▸ Data extract:
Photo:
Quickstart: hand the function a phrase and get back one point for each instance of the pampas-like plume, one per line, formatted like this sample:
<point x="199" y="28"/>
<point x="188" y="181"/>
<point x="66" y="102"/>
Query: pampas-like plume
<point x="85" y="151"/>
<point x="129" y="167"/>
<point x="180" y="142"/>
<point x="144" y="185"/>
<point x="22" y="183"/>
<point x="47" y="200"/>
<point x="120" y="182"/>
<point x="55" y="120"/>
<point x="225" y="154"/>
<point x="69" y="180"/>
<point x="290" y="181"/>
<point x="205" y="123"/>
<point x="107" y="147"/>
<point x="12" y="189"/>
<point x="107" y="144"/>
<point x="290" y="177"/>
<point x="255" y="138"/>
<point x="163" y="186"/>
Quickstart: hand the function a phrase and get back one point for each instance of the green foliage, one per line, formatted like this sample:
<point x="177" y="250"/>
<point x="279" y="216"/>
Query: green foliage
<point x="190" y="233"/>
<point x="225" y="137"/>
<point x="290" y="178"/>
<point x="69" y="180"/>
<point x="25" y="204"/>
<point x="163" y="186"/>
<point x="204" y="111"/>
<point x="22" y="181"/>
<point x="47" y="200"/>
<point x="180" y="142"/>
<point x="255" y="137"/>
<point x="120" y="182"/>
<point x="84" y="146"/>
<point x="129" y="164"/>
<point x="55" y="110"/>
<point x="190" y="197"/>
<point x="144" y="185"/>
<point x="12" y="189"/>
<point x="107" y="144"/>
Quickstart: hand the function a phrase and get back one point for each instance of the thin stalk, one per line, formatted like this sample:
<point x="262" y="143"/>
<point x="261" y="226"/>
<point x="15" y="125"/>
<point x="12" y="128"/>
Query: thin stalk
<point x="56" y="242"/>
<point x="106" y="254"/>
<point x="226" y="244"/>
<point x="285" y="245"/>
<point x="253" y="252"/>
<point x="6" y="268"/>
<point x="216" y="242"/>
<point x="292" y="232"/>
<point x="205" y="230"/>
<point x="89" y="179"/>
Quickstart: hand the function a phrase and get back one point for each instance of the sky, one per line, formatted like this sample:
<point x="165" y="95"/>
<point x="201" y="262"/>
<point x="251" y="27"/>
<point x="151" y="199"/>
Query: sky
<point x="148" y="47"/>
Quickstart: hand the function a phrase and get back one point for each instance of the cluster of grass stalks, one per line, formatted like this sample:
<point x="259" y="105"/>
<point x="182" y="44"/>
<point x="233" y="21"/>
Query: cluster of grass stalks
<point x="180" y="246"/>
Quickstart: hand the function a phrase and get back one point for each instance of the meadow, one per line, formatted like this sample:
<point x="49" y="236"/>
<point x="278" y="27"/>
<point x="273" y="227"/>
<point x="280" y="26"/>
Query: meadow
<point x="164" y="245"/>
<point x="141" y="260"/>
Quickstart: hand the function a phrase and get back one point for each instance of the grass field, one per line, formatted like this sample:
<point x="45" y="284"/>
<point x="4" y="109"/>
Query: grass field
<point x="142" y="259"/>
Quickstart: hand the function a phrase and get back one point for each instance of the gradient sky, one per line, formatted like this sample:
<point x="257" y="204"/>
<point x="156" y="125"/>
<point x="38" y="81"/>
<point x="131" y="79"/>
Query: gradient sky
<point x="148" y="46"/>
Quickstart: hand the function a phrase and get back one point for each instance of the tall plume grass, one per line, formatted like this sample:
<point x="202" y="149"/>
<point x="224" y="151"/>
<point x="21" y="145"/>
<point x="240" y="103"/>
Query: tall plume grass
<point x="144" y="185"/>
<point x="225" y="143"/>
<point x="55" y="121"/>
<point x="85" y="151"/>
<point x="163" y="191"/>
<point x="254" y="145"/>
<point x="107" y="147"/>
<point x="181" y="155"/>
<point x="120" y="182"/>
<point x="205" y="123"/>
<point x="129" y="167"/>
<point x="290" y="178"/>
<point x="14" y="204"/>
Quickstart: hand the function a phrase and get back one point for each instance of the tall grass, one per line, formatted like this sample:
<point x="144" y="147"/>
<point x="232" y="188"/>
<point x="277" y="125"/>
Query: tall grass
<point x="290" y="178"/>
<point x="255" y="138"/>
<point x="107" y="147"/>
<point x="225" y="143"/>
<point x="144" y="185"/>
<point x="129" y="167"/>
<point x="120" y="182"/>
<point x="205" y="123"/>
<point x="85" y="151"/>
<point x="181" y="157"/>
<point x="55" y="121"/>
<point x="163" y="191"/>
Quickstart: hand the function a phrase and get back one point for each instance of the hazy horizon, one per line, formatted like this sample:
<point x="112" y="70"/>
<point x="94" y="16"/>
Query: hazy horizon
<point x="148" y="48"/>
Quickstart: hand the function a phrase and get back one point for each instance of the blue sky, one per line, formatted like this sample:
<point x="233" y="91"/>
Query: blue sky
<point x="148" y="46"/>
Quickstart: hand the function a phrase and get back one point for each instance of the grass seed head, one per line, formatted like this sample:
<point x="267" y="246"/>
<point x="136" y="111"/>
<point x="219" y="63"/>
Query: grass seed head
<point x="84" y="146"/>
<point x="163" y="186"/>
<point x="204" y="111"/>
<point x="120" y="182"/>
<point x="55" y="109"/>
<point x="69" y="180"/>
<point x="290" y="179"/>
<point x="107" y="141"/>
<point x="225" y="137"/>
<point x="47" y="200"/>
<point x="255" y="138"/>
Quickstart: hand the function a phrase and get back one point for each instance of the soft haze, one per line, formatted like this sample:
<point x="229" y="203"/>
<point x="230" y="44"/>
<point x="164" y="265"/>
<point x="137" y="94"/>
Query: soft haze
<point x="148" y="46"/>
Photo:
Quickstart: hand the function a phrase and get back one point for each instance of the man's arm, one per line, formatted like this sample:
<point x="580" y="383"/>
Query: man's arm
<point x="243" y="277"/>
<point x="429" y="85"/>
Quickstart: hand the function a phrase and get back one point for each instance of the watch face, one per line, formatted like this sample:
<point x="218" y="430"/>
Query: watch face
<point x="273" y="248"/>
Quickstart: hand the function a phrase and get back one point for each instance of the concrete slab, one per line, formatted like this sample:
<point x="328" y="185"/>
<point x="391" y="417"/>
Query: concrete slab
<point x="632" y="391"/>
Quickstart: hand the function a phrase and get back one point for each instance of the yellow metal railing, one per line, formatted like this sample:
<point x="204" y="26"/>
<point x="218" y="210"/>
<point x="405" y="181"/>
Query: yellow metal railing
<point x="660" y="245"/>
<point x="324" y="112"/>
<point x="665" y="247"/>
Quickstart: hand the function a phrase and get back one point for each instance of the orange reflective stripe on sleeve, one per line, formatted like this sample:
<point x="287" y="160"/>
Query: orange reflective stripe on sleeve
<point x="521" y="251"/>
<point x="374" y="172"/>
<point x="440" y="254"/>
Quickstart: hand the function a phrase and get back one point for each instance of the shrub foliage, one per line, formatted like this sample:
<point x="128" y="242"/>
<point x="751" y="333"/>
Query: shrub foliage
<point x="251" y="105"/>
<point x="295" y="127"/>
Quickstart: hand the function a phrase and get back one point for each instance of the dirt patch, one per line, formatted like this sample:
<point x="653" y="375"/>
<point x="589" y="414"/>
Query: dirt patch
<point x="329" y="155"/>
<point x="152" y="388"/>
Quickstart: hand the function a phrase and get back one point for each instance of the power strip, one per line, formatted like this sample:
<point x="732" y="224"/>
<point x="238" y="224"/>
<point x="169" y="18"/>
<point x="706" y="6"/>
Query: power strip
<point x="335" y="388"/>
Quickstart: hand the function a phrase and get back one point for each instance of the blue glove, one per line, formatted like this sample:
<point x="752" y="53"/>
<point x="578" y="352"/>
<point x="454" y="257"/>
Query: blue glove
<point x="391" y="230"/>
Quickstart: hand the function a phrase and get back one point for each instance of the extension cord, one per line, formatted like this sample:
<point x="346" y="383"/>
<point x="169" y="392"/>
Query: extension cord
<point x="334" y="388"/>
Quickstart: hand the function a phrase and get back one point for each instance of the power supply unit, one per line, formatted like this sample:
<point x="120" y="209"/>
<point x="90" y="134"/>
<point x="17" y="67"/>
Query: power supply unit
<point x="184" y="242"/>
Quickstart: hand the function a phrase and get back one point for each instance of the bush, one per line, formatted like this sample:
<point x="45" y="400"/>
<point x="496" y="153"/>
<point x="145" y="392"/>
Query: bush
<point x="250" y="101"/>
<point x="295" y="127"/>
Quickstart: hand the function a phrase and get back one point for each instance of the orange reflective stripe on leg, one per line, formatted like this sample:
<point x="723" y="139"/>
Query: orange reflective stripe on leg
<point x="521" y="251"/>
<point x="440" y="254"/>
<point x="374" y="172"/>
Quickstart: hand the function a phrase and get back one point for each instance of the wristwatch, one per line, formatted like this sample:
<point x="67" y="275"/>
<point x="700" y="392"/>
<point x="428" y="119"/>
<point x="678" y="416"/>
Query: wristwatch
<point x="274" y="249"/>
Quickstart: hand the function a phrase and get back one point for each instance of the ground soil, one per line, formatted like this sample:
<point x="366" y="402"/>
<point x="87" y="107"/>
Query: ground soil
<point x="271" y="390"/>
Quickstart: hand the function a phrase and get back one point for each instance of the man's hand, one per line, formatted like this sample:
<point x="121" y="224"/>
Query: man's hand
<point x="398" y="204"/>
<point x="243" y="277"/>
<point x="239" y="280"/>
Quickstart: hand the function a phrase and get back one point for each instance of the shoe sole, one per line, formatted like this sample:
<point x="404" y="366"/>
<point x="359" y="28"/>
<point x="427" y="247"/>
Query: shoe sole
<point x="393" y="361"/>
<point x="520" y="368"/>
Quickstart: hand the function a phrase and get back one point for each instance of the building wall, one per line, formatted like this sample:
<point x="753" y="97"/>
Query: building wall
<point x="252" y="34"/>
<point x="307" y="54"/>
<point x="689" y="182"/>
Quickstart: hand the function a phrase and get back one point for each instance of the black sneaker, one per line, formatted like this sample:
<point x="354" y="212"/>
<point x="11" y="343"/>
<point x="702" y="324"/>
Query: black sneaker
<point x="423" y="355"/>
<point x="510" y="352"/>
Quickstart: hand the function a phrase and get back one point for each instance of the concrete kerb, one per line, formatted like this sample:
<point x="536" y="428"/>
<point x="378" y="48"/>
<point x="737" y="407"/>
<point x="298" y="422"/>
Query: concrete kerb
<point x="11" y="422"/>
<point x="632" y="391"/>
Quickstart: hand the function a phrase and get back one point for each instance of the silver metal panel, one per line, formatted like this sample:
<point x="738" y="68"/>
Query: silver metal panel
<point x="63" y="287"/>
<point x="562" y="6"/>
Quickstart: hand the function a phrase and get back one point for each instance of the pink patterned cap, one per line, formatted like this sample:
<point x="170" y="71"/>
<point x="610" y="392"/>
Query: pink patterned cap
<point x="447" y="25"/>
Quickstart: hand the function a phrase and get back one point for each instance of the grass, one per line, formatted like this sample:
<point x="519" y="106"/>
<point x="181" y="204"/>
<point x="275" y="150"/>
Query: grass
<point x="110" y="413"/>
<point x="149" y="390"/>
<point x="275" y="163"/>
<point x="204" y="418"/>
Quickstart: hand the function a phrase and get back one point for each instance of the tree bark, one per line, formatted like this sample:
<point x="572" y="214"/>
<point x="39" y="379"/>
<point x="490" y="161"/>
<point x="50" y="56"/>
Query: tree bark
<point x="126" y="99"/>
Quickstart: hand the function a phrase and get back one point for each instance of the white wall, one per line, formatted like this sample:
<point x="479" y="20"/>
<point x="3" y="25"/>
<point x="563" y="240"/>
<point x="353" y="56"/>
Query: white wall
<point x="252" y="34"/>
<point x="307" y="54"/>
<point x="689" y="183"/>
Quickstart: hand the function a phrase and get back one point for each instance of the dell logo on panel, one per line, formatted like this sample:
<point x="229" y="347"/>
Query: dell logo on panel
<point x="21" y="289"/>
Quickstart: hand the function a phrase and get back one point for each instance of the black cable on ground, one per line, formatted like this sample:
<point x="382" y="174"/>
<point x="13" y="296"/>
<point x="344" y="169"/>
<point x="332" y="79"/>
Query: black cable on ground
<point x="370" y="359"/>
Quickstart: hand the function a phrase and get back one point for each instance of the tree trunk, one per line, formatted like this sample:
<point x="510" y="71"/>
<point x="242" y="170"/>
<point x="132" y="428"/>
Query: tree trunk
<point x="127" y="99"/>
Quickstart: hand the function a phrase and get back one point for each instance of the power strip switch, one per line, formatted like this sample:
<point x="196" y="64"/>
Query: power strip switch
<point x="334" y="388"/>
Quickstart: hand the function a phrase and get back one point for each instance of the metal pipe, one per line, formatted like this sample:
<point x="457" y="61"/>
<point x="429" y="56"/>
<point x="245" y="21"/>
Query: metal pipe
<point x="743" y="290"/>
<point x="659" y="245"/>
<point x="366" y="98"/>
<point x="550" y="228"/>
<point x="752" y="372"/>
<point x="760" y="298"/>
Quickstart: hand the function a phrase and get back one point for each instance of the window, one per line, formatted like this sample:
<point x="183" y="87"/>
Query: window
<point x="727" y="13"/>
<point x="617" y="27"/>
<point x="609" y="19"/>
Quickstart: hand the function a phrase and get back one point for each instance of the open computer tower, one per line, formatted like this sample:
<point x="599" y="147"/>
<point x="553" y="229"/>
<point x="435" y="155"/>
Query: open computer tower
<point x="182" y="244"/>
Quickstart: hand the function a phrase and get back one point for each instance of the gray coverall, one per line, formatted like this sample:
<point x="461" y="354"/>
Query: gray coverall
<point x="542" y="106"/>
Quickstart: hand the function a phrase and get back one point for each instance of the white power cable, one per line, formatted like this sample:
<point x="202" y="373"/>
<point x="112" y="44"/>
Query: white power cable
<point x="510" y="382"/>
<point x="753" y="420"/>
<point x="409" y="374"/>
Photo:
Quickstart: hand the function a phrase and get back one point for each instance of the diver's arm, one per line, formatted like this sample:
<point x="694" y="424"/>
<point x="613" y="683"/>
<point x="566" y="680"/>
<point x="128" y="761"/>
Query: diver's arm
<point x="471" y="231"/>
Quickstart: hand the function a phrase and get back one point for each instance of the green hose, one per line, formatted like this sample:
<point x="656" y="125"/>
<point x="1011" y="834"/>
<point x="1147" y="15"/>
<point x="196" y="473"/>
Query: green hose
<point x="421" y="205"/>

▸ Exercise:
In the listing above, start at the line with "Query: watch face", go on through the line with "power strip, one", and copy each of those lines exactly; leave out all the rest.

▸ Result:
Query: watch face
<point x="273" y="248"/>
Quickstart: hand the function a phrase and get back one point for each instance of the concrete slab, one per line, formatted like this sample:
<point x="328" y="185"/>
<point x="391" y="417"/>
Query: concrete slab
<point x="632" y="391"/>
Quickstart: hand the function a phrase and get back one point for each instance of the yellow metal railing, one per line, formatted like this sample:
<point x="204" y="26"/>
<point x="218" y="210"/>
<point x="405" y="181"/>
Query: yellow metal railing
<point x="660" y="245"/>
<point x="324" y="112"/>
<point x="665" y="247"/>
Quickstart: hand the function a phrase and get back one point for each instance of the orange reflective stripe on sleeve, one per line, formatted like this sample:
<point x="287" y="160"/>
Query: orange reflective stripe on sleeve
<point x="521" y="251"/>
<point x="374" y="172"/>
<point x="440" y="254"/>
Quickstart: hand the function a phrase and get back one point for each instance of the shrub foliage, one per line, formatted like this sample:
<point x="128" y="242"/>
<point x="751" y="333"/>
Query: shrub foliage
<point x="251" y="105"/>
<point x="295" y="127"/>
Quickstart: hand the function a phrase and get back one point for each instance of the dirt patch, one per line, formatted like this sample:
<point x="653" y="375"/>
<point x="589" y="414"/>
Query: dirt patch
<point x="329" y="155"/>
<point x="152" y="388"/>
Quickstart: hand the function a phrase and get back one point for each instance of the power strip, one per line, formatted like this sample:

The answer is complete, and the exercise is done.